=== Text section ===
++++++

D.  Challenges to Counsel’s First-Stage Assistance.

¶105  In Propositions IV, V, VI, and XI, Appellant claims violations of his right to assistance of counsel under the Sixth and Fourteenth Amendments and Article 2, section 20 of the Oklahoma Constitution.  Appellant argues defense counsel performed deficiently in: (1) eliciting the fact of Appellant’s 1982 manslaughter conviction on direct examination, thus waiving all but plain error; (2) failure to object to the prosecutor’s misstatements of law and evidence in closing argument; (2) failing to properly articulate the proper exception to the hearsay rule for Appellant’s statements to Paul Gould;  (4) failure to call a police detective to testify to the biker reputations of Robert Jett and James Lynch; (5) failure to properly utilize available evidence of a 911 call and police reports to impeach the State witness who reported the shooting; (6) failure to utilize available expert testimony and cross-examination to corroborate Appellant’s version of events; and (7) failure to use a photograph of Robert Jett’s AR-15 to corroborate Appellant’s claim that he believed Jett might be going for another weapon.  In connection with several of these claims, Appellant has filed a motion to supplement the appellate record and request for evidentiary hearing as permitted by Rule 3.11(B), Rules of the Oklahoma Court of Criminal Appeals, 22 O.S., Ch. 18, App (Supp. 2005).

¶106  We address these complaints applying the familiar test required by the Supreme Court in Strickland v. Washington, 466 U.S. 668, 104 S.Ct. 2052, 2064, 80 L.Ed.2d 674 (1984).  Ineffective counsel claims must always overcome a strong  initial presumption that counsel rendered reasonable professional assistance by showing: (1) that trial counsel's performance was deficient; and (2) that he was prejudiced by the deficient performance. Spears v. State, 1995 OK CR 36, ¶ 54, 900 P.2d 431, 445. Courts indulge this presumption of reasonable professional performance primarily due “to the many strategic choices counsel must make in any given case.  So long as the choices are informed ones, counsel’s decision to pursue one strategy over others is ‘virtually unchallengeable.’”  Jones v. State, 2006 OK CR 5, ¶ 78, 128 P.3d 521, 545, quoting Strickland, 466 U.S. at 690-91, 104 S.Ct. at 2066.  To determine whether counsel’s performance was deficient, we ask whether the challenged act or omission was objectively reasonable under prevailing professional norms.  In this inquiry, Appellant must show that counsel committed errors so serious that he was not functioning as the counsel guaranteed by the Constitution.  Browning v. State, 2006 OK CR 8, ¶ 14, 134 P.3d 816, 830.  The right to effective counsel at trial is not an end in itself, but rather an important means for enforcing the Constitution’s guarantee of a fair and impartial trial with a reliable result.  Our overriding concern in judging counsel’s trial performance is therefore to determine “whether counsel fulfilled the function of making the adversarial testing process work.”  Hooks v. State, 2001 OK CR 1, ¶ 54, 19 P.3d 294, 317.

++++++

=== Dataset section ===
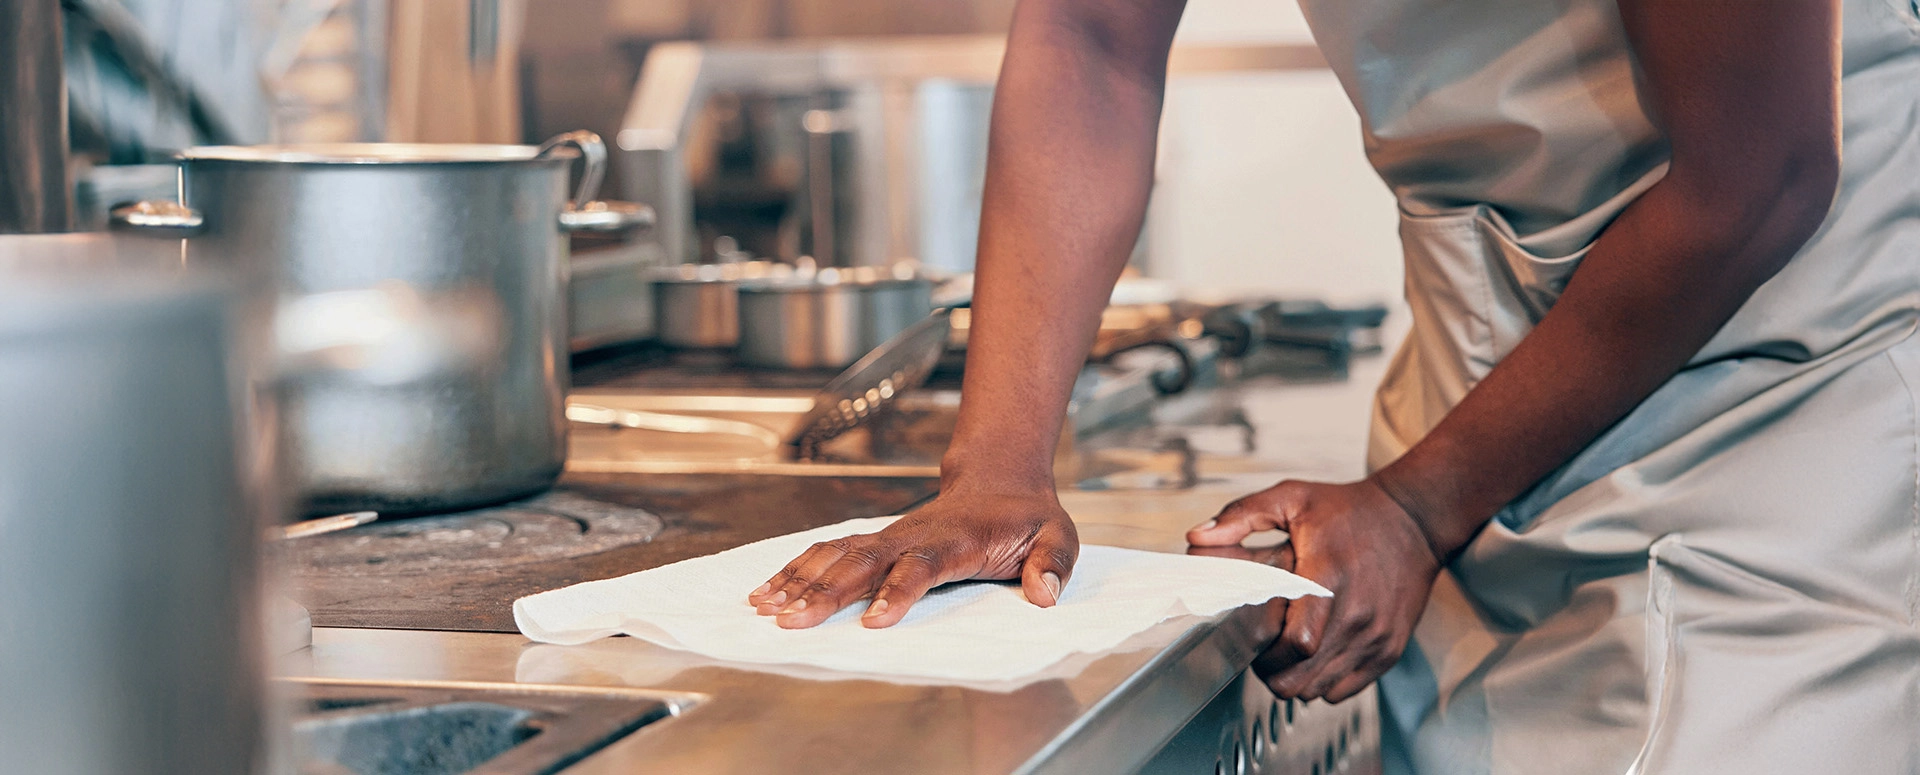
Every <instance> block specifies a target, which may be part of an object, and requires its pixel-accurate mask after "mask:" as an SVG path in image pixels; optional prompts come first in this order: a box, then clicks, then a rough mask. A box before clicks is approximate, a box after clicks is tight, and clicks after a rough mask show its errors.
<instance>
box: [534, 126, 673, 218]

++++++

=== What the task requires ===
Carry on the court opinion section on challenges to defense counsel's trial assistance, starting right after its last sentence.

=== Answer section ===
¶107  If Appellant demonstrates that counsel’s representation was objectively unreasonable under prevailing professional norms, he must further show that he suffered prejudice as a result of counsel’s errors. The Supreme Court in Strickland defined “prejudice” as a reasonable probability that, but for counsel’s unprofessional errors, the outcome of the trial or sentencing would have been different.  Id., citing Williams v. Taylor, 529 U.S. 420, 120 S.Ct. 1479, 146 L.Ed.2d 435 (2000).  We will reverse a conviction or sentence only where the record shows that counsel made unprofessional errors “so serious as to deprive the defendant of a fair trial, a trial whose result is reliable.” Strickland, 466 U.S., at 687, 104 S.Ct., at 2064.  If the record before us permits resolution of a claim of ineffectiveness on the ground that Strickland’s prejudice prong has not been satisfied, we will follow this course.  Phillips v. State, 1999 OK CR 38, ¶ 103, 989 P.2d 1017, 1043.  According to these principles, we turn to an examination of Appellant’s claims.

¶108  Our decision on the admissibility of Appellant’s 1982 manslaughter conviction and evidence that he pled self-defense in that case foreshadows the resolution of his first allegation. In Proposition II, we concluded the prior conviction and related evidence were properly admitted and did not amount to plain error.  Moreover, Appellant cannot show a reasonable probability that, but for the admission of this evidence, the outcome of the trial would have been different.  Appellant cannot show the requisite prejudice under Strickland. 

¶109  For the same reason, counsel’s failure to object to alleged misstatements of law and fact in the prosecutor’s closing argument requires no relief. Our cases afford counsel for the parties wide latitude during closing argument to discuss the evidence and reasonable inferences.  In Proposition III, we reviewed the prosecutor’s comments and found no grossly improper or unwarranted arguments amounting to plain error.  Even if counsel had objected to the comments, we would not reverse.  Appellant therefore cannot show Strickland prejudice, and the claim fails. Weatherly v. State, 1987 OK CR 28, ¶ 30, 733 P.2d 1331, 1339.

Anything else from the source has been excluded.